*** Dokumenttext

Unserer Meinung nach ist es zwar analytisch, aber - um Hans Castorps Redewendung zu wiederholen - »im höchsten Grade linkisch« und geradezu lebensunfreundlich, in Dingen der Liebe zwischen Frommem und Leidenschaftlichem »reinlich« zu unterscheiden. Was heißt da reinlich! Was schwankender Sinn und Zweideutigkeit! Wir machen uns unverhohlen lustig darüber. Ist es nicht groß und gut, daß die Sprache nur ein Wort hat für alles, vom Frommsten bis zum Fleischlich-Begierigsten, was man darunter verstehen kann? Das ist vollkommene Eindeutigkeit in der Zweideutigkeit, denn Liebe kann nicht unkörperlich sein in der äußersten Frömmigkeit und nicht unfromm in der äußersten Fleischlichkeit, sie ist immer sie selbst, als verschlagene Lebensfreundlichkeit wie als höchste Passion, sie ist die Sympathie mit dem Organischen, das rührend wollüstige Umfangen des zur Verwesung Bestimmten, - Charitas ist gewiß noch in der bewunderungsvollsten oder wütendsten Leidenschaft.

******
*** Bereitgestelltes Material

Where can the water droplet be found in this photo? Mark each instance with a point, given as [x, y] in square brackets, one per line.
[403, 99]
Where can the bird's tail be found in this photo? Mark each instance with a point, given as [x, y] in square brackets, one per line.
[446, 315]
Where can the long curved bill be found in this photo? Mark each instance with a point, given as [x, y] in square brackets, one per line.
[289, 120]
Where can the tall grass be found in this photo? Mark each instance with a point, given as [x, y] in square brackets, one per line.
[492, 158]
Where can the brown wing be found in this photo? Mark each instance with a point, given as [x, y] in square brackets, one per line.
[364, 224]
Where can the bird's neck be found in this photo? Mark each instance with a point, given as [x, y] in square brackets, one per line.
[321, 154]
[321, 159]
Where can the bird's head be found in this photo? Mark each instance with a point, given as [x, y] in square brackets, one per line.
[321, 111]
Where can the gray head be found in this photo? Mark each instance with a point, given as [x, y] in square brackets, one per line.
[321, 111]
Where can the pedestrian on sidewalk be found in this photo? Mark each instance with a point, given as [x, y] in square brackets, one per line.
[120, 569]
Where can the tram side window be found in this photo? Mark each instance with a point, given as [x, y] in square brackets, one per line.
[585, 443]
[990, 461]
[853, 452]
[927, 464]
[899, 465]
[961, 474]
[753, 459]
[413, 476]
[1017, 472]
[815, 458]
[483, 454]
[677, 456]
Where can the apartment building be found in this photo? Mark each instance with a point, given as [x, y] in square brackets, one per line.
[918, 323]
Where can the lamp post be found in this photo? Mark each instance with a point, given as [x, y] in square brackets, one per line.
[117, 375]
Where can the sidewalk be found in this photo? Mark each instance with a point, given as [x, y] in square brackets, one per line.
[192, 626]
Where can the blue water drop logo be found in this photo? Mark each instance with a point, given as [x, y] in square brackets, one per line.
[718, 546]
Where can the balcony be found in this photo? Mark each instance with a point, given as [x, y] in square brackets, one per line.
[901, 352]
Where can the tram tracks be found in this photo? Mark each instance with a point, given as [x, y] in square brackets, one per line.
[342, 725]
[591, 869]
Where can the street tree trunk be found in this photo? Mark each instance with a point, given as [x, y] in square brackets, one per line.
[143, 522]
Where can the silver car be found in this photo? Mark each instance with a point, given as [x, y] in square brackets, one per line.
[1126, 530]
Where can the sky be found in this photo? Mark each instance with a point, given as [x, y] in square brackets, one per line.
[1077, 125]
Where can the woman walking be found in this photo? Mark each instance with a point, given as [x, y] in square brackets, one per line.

******

_Gestellte Aufgabe A_
Beantworte die folgenden Fragen anhand des Textes über die Liebe.
(i) Wessen Redewendung wird im ersten Satz wiederholt?
(ii) Wie viele Wörter hat die Sprache laut dem Text für alles vom Frommsten bis zum Fleischlich-Begierigsten?
(iii) Was ist nach dem letzten Satz gewiß noch in der bewunderungsvollsten oder wütendsten Leidenschaft?
_Gestellte Aufgabe B_
Nimm den Text über die Liebe nach seinem letzten Satz wieder auf und schreibe ihn weiter.

_Erwartete Ausgabe A_
(i) Die Redewendung Hans Castorps.
(ii) Nur ein Wort.
(iii) Charitas.

_Erwartete Ausgabe B_
Thomas Mann, Der Zauberberg

… die Liebe … Daran glaubte er nicht. Mied sogar das Wort. Hielt es für Kitsch. Es gäbe diese drei Dinge, und nur sie, pflegte er zu sagen: Begierde, Wohlgefallen und Geborgenheit. Und alle seien sie vergänglich. Am flüchtigsten sei die Begierde, dann komme das Wohlgefallen, und leider sei es so, daß die Geborgenheit, das Gefühl, in jemanden aufgehoben zu sein, irgendwann auch zerbreche. Die Zumutungen des Lebens, all die Dinge, mit denen wir fertig werden müßten, seien einfach zu zahlreich und zu gewaltig, als daß unsere Gefühle sie unbeschadet überstehen könnten. Deshalb komme es auf Loyalität an. Sie sei kein Gefühl, meinte er, sondern ein Wille, ein Entschluss, eine Parteinahme der Seele. Etwas, das den Zufall von Begegnungen und die Zufälligkeit der Gefühle in eine Notwendigkeit verwandle.
Pascal Mercier, Nachtzug nach Lissabon

Bei der Eifersucht kreiert/imaginiert das Subjekt ein Paradies (eine Utopie der vollkommenen jouissance), aus dem es ausgeschlossen ist.
Slavoj Žižek, Auf verlorenem Posten. edition suhrkamp 2009

Das Gegenteil von Liebe ist nicht Hass, sondern Gleichgültigkeit.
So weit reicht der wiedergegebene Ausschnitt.